====== WORKING DATA ======
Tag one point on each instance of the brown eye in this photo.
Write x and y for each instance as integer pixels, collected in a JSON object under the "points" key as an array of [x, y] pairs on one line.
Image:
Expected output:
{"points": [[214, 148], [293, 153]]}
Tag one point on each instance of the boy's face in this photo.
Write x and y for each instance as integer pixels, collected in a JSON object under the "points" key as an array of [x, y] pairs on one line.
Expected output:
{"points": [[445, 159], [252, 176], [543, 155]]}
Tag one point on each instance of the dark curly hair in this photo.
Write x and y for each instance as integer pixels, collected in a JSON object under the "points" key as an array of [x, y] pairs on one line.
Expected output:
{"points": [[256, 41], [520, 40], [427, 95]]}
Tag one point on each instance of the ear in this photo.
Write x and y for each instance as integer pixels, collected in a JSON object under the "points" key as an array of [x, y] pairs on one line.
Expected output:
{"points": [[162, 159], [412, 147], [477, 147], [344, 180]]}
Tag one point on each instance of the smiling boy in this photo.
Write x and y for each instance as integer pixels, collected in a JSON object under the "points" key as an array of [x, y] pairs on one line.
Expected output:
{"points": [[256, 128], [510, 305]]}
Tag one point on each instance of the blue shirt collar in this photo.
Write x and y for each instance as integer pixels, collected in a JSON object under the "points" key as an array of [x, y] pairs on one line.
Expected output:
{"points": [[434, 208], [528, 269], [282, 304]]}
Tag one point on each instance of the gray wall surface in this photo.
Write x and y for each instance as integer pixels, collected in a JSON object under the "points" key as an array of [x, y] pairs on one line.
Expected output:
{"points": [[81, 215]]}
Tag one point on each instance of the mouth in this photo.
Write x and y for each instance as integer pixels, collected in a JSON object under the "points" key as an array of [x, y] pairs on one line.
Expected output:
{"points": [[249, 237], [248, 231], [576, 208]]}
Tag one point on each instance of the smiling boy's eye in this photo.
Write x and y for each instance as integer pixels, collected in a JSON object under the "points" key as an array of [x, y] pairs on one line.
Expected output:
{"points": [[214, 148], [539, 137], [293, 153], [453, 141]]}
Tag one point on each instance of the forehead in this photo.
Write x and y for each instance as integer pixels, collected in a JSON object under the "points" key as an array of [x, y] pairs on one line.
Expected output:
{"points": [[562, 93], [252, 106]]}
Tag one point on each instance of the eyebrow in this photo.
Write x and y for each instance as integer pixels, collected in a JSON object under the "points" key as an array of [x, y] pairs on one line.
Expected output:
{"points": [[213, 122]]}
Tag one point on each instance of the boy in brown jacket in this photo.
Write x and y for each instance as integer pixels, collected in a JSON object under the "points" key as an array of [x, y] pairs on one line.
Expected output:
======
## WORK REQUEST
The whole of the material above needs to be copied exactly.

## RESPONSE BELOW
Tag one point on each instance of the brown eye in this photo.
Write x and y for each instance as integer pixels, collected in a JSON object under the "points" key as an array of [x, y] pairs on one line.
Image:
Expected output:
{"points": [[214, 148], [293, 153]]}
Tag one point on each instance of the boy's face in this photo.
Write x and y for each instance as integer pixels, collected in a JSON object under the "points" key as an array of [x, y] pairs on one line.
Expected output:
{"points": [[445, 159], [252, 176], [543, 155]]}
Tag one point on each instance of the dark curly hair in this photo.
Write x and y for each instance as integer pixels, collected in a JSON object under the "points" key as an array of [x, y] pairs on one line.
Expected output:
{"points": [[256, 41], [520, 40], [427, 95]]}
Tag one point on each instance of the ear in this photo.
Write x and y for each instance as integer pixels, collected in a JSON object under the "points" key as an array of [x, y] pairs on one line.
Expected output:
{"points": [[162, 159], [412, 147], [477, 147], [344, 180]]}
Tag one point on each instance of the smiling boy in this photo.
Write x and y for each instance as integer pixels, collected in a JSON object under the "points" key as an array of [x, y] pairs on one line.
Expected output:
{"points": [[256, 128], [510, 305]]}
Tag one point on each instance of the blue shirt collar in this photo.
Write x and y for each instance as integer pixels, collected in a JSON object under the "points" key as an array of [x, y] pairs on one line.
Expected output:
{"points": [[434, 208], [528, 269], [282, 304]]}
Tag one point on each instance of the gray wall surface in this photo.
Write x and y for each instance as integer pixels, collected in a JSON object under the "points" key as an array of [x, y] pairs on one line.
Expected output:
{"points": [[81, 215]]}
Tag one point on each instance of the mouth in this photo.
Write x and y for each instance as integer pixels, collected in a JSON object under the "points" key as an array of [x, y] pairs on one line.
Expected output:
{"points": [[249, 237], [248, 231], [576, 208]]}
Tag one point on each instance of the smiling boy's eye in this photo.
Write x and y for each instance as integer pixels, collected in a JSON object under the "points" key as an array of [x, y] pairs on one line.
Expected output:
{"points": [[214, 148], [539, 137], [293, 153], [453, 141]]}
Tag one point on each instance of the forehead in this photo.
Write x and y for each instance as integer pixels, collected in a JSON object under the "points" key as an array of [x, y] pairs on one line.
Expected output:
{"points": [[562, 93], [252, 106]]}
Tag one point on each instance of the eyebrow in this photo.
Write x and y for each instance as integer pixels, collected in a JSON object under the "points" key as an array of [x, y] pairs on one line.
Expected output:
{"points": [[213, 122]]}
Tag one point on each instance of the boy in brown jacket in this photo.
Write x and y for each instance as integer pixels, collected in a JSON object under the "points" key as an array of [x, y] pairs on one line.
Expected output:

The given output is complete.